### Records supplied
========================================

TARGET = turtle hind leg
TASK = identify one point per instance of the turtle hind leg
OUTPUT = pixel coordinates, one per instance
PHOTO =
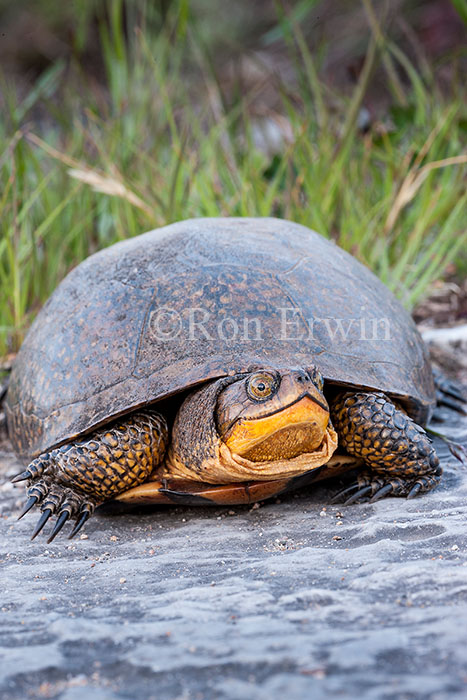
(70, 481)
(398, 455)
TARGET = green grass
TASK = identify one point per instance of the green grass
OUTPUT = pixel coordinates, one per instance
(82, 168)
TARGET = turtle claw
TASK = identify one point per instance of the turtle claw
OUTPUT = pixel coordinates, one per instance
(414, 490)
(57, 499)
(30, 503)
(337, 498)
(22, 476)
(46, 513)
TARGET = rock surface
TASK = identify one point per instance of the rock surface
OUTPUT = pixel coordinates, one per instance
(296, 598)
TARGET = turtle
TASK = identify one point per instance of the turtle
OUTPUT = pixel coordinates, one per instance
(222, 361)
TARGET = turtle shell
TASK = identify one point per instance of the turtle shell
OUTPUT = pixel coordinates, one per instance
(159, 313)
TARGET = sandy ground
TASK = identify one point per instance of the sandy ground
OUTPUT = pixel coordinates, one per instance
(295, 598)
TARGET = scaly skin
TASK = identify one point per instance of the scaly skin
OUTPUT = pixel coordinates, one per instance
(71, 480)
(399, 456)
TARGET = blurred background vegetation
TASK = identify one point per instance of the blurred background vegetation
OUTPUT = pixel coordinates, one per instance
(120, 116)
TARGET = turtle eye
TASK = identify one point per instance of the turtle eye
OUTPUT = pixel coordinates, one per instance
(316, 378)
(261, 386)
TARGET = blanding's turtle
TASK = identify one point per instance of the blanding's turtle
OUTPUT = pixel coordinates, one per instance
(219, 361)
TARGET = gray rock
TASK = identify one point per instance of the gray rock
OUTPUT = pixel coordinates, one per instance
(294, 598)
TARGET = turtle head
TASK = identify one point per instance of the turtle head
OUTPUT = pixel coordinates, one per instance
(261, 425)
(273, 415)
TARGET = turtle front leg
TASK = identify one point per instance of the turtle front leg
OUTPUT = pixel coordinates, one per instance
(73, 479)
(399, 457)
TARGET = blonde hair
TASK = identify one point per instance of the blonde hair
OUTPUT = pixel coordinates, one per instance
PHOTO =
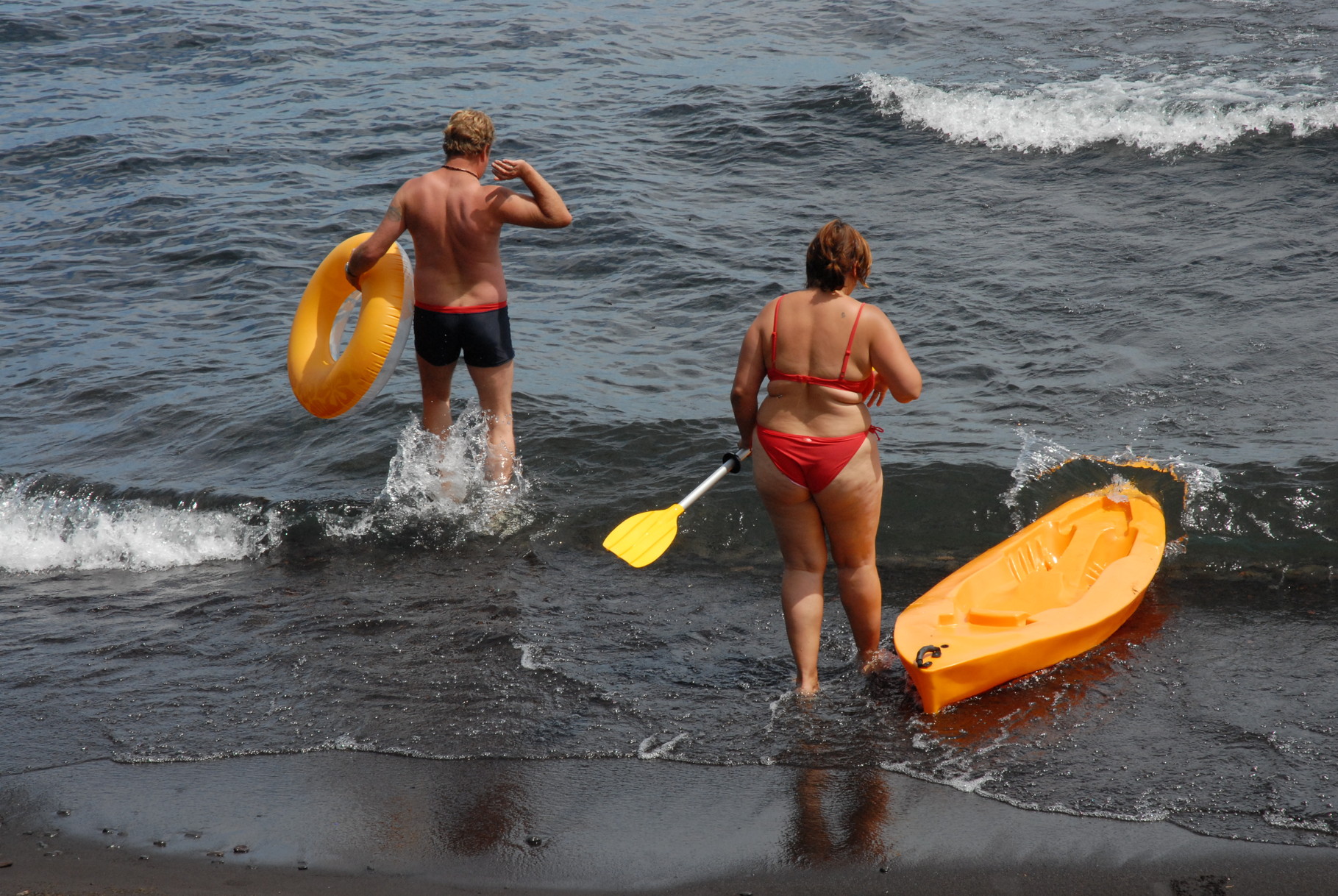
(835, 250)
(469, 132)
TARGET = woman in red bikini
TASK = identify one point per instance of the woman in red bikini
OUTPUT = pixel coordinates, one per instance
(828, 359)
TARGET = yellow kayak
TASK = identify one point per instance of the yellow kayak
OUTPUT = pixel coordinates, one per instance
(1055, 590)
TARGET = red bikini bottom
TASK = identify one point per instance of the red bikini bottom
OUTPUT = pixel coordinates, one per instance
(811, 462)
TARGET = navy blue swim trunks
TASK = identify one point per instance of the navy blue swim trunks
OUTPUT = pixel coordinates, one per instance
(483, 336)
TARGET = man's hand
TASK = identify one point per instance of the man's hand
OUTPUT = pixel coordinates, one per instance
(509, 168)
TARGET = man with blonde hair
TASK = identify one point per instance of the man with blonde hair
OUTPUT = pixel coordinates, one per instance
(459, 292)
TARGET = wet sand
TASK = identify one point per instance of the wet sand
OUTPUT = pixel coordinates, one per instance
(359, 822)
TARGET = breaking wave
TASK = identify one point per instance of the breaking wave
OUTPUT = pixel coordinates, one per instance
(1159, 114)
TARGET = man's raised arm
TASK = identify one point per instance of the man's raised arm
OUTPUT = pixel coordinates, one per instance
(545, 209)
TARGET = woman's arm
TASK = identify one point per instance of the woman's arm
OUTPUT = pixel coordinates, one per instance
(748, 377)
(895, 371)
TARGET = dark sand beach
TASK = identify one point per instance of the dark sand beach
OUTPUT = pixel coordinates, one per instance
(374, 824)
(1106, 233)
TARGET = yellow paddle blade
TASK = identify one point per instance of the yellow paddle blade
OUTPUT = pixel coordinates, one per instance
(643, 538)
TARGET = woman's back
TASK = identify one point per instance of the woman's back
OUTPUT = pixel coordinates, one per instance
(818, 351)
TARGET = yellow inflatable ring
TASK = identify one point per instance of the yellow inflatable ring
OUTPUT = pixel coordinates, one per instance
(330, 385)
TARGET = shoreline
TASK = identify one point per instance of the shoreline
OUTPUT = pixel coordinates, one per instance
(366, 822)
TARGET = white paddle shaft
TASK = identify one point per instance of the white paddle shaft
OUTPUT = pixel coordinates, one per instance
(732, 464)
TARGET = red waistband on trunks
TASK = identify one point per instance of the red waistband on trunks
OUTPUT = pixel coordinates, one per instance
(460, 309)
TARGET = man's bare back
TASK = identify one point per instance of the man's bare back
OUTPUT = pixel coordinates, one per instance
(457, 224)
(459, 289)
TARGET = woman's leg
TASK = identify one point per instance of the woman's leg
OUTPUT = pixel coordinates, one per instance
(850, 508)
(799, 528)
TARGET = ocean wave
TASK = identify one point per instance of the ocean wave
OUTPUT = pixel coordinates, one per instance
(435, 492)
(1159, 114)
(82, 531)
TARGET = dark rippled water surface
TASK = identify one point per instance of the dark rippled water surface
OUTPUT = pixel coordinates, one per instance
(1104, 230)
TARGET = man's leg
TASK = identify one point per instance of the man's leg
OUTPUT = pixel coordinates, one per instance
(436, 397)
(494, 385)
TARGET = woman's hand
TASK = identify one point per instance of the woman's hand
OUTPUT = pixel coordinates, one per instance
(880, 387)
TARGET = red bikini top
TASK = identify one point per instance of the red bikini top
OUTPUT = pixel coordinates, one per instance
(861, 387)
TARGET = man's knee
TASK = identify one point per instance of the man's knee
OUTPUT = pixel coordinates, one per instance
(807, 563)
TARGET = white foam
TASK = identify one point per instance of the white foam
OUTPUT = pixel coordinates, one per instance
(1039, 456)
(645, 752)
(82, 533)
(1159, 114)
(443, 480)
(530, 657)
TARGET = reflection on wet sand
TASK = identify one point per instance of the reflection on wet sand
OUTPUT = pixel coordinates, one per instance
(495, 815)
(839, 816)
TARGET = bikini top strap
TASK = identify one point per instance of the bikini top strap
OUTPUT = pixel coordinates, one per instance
(775, 320)
(850, 344)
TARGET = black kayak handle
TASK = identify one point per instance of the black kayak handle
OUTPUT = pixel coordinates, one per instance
(928, 649)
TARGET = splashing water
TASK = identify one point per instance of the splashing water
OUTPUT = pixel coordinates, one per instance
(82, 531)
(1040, 458)
(443, 480)
(1160, 114)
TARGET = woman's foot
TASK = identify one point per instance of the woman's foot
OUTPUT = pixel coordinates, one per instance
(805, 686)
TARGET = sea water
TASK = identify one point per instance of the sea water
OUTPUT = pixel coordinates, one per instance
(1103, 229)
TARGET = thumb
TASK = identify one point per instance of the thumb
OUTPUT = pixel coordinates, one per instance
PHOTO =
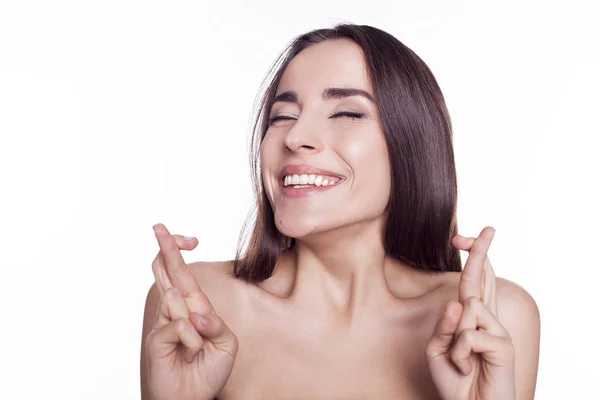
(213, 328)
(444, 330)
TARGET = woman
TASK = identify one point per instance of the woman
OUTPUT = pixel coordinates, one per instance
(351, 286)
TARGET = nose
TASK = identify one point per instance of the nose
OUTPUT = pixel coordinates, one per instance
(303, 137)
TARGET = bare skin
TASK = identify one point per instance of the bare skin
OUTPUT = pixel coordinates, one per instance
(289, 349)
(339, 318)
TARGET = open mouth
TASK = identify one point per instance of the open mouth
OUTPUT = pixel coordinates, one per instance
(298, 181)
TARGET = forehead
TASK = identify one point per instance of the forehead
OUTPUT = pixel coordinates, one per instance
(332, 63)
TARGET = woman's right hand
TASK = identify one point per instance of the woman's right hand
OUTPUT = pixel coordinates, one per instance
(187, 357)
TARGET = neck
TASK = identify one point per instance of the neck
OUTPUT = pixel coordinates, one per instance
(342, 271)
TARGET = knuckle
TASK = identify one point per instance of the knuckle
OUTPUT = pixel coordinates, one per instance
(472, 302)
(181, 324)
(467, 335)
(156, 263)
(171, 294)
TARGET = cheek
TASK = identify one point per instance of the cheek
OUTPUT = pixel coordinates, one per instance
(369, 158)
(268, 159)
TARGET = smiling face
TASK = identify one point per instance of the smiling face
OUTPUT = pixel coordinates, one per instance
(324, 158)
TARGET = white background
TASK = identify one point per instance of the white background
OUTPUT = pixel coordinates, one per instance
(116, 115)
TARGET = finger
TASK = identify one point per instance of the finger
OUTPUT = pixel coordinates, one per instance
(160, 273)
(179, 273)
(161, 342)
(213, 328)
(172, 307)
(489, 297)
(476, 315)
(159, 265)
(495, 350)
(471, 277)
(463, 242)
(444, 330)
(185, 242)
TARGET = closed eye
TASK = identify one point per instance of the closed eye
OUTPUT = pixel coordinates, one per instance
(346, 114)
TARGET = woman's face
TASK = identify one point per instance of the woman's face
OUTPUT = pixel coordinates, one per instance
(322, 168)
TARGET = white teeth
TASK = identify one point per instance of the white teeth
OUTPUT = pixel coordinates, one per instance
(306, 179)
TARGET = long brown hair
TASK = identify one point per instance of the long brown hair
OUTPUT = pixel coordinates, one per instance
(421, 213)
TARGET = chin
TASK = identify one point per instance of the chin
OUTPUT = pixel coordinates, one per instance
(298, 226)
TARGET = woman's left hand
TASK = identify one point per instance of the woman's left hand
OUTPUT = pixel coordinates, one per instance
(470, 354)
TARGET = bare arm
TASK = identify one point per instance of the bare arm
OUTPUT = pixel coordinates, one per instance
(519, 313)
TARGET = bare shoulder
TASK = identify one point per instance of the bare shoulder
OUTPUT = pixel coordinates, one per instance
(217, 281)
(519, 314)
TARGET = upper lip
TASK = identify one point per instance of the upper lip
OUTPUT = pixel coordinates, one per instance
(298, 169)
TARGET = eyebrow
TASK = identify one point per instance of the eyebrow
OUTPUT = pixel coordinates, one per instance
(328, 94)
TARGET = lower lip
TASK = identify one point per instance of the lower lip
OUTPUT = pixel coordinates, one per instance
(309, 190)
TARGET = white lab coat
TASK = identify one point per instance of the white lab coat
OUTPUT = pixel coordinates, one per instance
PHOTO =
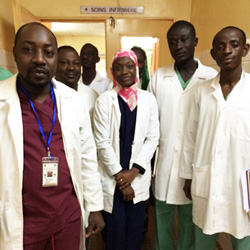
(99, 84)
(107, 118)
(79, 149)
(174, 105)
(89, 96)
(215, 152)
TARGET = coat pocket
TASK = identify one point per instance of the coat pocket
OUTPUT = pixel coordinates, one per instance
(200, 183)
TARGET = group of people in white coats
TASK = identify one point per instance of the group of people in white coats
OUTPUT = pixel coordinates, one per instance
(54, 166)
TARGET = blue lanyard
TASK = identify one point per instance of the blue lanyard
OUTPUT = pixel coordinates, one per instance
(38, 122)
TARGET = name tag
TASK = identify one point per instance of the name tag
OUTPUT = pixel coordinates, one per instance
(50, 171)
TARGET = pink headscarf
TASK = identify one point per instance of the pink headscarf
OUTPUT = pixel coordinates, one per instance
(128, 94)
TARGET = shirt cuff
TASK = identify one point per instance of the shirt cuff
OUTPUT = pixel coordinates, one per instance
(141, 169)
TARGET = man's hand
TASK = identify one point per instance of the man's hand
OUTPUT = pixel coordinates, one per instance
(125, 177)
(187, 189)
(96, 223)
(128, 193)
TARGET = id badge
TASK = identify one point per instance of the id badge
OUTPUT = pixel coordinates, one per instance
(50, 171)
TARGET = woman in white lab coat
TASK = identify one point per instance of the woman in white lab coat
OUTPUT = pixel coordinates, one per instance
(126, 131)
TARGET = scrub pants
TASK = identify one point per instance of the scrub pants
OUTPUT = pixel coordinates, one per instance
(164, 220)
(124, 227)
(208, 242)
(65, 239)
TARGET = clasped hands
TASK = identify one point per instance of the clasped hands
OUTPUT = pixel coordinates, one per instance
(124, 180)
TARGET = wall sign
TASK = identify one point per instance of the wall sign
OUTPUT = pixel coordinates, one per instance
(111, 10)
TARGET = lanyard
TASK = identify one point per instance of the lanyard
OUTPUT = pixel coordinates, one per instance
(38, 122)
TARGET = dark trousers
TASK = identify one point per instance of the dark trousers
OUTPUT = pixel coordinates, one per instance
(66, 239)
(124, 226)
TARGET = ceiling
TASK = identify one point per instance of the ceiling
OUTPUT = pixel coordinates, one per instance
(78, 29)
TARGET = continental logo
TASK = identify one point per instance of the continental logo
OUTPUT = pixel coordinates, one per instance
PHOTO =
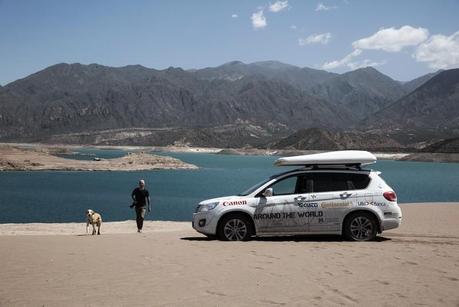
(234, 202)
(336, 204)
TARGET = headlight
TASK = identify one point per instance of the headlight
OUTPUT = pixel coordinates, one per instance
(206, 207)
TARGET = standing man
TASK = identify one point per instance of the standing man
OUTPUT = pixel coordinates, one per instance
(141, 198)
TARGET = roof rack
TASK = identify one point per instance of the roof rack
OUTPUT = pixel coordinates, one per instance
(343, 158)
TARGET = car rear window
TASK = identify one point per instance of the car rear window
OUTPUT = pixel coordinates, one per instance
(328, 182)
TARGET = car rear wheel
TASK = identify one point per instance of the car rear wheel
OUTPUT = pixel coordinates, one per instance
(360, 226)
(235, 228)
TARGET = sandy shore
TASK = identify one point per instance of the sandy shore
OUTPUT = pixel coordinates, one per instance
(38, 158)
(172, 265)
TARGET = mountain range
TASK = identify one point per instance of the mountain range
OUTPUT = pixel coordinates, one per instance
(261, 103)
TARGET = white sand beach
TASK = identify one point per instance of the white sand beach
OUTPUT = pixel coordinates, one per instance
(172, 265)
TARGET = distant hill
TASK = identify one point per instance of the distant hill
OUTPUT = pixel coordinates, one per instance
(415, 83)
(77, 98)
(234, 104)
(302, 78)
(317, 139)
(359, 93)
(433, 107)
(444, 146)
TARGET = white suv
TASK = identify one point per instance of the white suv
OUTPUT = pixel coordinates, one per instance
(330, 194)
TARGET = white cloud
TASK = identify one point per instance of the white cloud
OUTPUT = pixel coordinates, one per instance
(344, 61)
(440, 51)
(278, 6)
(392, 39)
(323, 7)
(258, 19)
(364, 63)
(323, 39)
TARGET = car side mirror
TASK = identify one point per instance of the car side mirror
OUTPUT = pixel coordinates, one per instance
(268, 192)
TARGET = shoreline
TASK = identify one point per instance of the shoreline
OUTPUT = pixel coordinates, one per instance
(126, 226)
(40, 158)
(170, 264)
(396, 156)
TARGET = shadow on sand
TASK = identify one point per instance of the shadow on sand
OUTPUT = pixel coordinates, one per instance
(299, 238)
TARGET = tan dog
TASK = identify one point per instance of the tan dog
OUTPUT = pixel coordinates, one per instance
(94, 219)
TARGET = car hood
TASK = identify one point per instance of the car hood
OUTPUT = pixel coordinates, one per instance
(220, 199)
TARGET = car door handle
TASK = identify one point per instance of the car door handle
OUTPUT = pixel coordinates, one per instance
(345, 195)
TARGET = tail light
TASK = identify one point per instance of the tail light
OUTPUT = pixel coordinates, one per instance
(390, 196)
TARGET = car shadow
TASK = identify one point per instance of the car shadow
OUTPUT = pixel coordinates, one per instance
(297, 238)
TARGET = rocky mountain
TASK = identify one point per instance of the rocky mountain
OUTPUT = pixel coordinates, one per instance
(431, 108)
(233, 105)
(301, 78)
(415, 83)
(360, 92)
(77, 98)
(444, 146)
(318, 139)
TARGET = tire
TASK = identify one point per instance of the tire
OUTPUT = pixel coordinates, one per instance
(360, 226)
(235, 228)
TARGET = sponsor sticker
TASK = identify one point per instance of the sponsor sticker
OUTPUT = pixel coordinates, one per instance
(336, 204)
(287, 215)
(234, 202)
(307, 205)
(371, 203)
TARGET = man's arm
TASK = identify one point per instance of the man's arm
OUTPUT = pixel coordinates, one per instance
(133, 195)
(133, 198)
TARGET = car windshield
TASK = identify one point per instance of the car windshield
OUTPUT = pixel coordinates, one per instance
(252, 189)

========================================

### Try it
Using the listing above, show each line holding the string "neck".

### Reply to the task
TARGET = neck
TASK = identify one point per instance of the neck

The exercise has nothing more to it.